**Reading text:**
Testing Guide¶
ChimeraLM testing strategy, conventions, and best practices.
Test Framework¶
ChimeraLM uses pytest for testing with these key features:
- Fixtures: Reusable test data and setups
- Markers: Categorize tests (slow, gpu, integration)
- Coverage: Minimum 40% coverage required
- Parametrization: Test multiple inputs efficiently
Running Tests¶
Basic Usage¶
# Run all tests
uv run pytest tests/
# Run specific test file
uv run pytest tests/test_models.py
# Run specific test function
uv run pytest tests/test_models.py::test_model_loading
# Verbose output
uv run pytest tests/ -v
# Stop on first failure
uv run pytest tests/ -x
Test Markers¶
# Skip slow tests
uv run pytest tests/ -k "not slow"
# Run only GPU tests
uv run pytest tests/ -m gpu
# Run smoke tests only
uv run pytest tests/ -m smoke
# Run import tests
uv run pytest tests/ -m imports
Coverage¶
# Run with coverage
uv run pytest tests/ --cov=chimeralm
# Generate HTML report
uv run pytest tests/ --cov=chimeralm --cov-report=html
# View report
open htmlcov/index.html
Test Structure¶
Directory Layout¶
tests/
├── data/ # Test data files
│ └── mk1c_test.bam # Sample BAM file
├── test_models.py # Model tests
├── test_data.py # Data loading tests
├── test_cli.py # CLI tests
├── test_utils.py # Utility tests
└── conftest.py # Shared fixtures
Test File Naming¶
- Prefix with
test_ - Match module name:
chimeralm/models/lm.py→tests/test_models.py - One test file per module (generally)
Test Function Naming¶
# Good naming
def test_model_loads_pretrained_checkpoint():
"""Test that model loads from pretrained checkpoint."""
pass
def test_prediction_returns_correct_shape():
"""Test prediction output shape."""
pass
# Bad naming
def test_model(): # Too vague
pass
def test1(): # Not descriptive
pass
Writing Tests¶
Basic Test Structure¶
import pytest
from chimeralm.models.lm import ChimeraLM
def test_model_loading():
"""Test model loads successfully."""

**Records:**
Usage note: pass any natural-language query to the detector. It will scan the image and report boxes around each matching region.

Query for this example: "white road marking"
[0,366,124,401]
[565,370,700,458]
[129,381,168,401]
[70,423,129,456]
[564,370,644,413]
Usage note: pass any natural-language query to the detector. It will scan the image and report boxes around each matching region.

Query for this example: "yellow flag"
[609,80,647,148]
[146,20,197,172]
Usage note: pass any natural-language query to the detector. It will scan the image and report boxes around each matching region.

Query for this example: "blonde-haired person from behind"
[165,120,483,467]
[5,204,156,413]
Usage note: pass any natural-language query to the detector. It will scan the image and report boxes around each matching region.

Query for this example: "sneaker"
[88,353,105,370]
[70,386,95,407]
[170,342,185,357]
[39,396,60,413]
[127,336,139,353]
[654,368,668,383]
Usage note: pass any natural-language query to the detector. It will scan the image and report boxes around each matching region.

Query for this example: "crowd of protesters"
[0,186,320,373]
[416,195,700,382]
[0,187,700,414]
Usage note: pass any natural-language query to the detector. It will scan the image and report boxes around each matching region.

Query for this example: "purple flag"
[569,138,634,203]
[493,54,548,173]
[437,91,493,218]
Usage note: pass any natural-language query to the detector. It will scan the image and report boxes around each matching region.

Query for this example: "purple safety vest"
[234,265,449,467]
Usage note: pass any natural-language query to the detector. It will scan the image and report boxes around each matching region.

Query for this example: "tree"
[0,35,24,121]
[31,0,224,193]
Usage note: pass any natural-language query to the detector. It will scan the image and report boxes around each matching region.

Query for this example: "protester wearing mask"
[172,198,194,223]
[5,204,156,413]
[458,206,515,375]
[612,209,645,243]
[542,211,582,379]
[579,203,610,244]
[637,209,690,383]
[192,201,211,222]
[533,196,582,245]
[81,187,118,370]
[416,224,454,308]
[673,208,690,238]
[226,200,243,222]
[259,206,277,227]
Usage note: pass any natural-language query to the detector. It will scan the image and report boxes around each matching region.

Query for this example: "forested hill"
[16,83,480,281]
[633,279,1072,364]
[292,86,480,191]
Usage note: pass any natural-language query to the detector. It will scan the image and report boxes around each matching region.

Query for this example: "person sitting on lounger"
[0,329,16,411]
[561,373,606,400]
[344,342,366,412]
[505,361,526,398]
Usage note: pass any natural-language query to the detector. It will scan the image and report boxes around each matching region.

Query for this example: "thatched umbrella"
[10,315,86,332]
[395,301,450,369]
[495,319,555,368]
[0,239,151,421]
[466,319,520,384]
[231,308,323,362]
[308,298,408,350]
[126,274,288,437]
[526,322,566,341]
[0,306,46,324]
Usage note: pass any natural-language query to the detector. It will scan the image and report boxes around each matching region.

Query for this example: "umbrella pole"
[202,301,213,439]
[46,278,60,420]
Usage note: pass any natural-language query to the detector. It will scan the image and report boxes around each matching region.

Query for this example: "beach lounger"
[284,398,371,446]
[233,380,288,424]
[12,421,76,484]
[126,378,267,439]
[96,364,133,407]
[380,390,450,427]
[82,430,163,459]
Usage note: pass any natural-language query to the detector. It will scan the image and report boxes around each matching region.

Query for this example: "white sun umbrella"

**Tasks:**
a) Write out the stretch of the testing guide from "Test Framework¶" through "(slow, gpu, integration)", switching "Reusable" to "Shared".
b) Pick up the ChimeraLM testing guide from its last line and keep writing it.

**Answers in order:**
a)
Test Framework¶
ChimeraLM uses pytest for testing with these key features:
- Fixtures: Shared test data and setups
- Markers: Categorize tests (slow, gpu, integration)

b)
# Arrange
model_path = "yangliz5/chimeralm"
# Act
model = ChimeraLM.from_pretrained(model_path)
# Assert
assert model is not None
assert isinstance(model, ChimeraLM)
Using Fixtures¶
# conftest.py
import pytest
from chimeralm.models.lm import ChimeraLM
@pytest.fixture
def pretrained_model():
"""Load pretrained model for testing."""
return ChimeraLM.from_pretrained("yangliz5/chimeralm")
# test_models.py
def test_model_inference(pretrained_model):
"""Test model inference."""
import torch
x = torch.randint(0, 5, (4, 1024))
output = pretrained_model(x)
assert output.shape == (4, 2)
Parametrized Tests¶
import pytest
@pytest.mark.parametrize("batch_size,seq_len", [
(4, 512),
(8, 1024),
(16, 2048),
])
def test_model_with_different_shapes(pretrained_model, batch_size, seq_len):
"""Test model with various input shapes."""
import torch
x = torch.randint(0, 5, (batch_size, seq_len))
output = pretrained_model(x)
assert output.shape == (batch_size, 2)
Testing Exceptions¶
import pytest
def test_invalid_input_raises_error():
"""Test that invalid input raises ValueError."""
with pytest.raises(ValueError):
# Code that should raise ValueError
process_invalid_input()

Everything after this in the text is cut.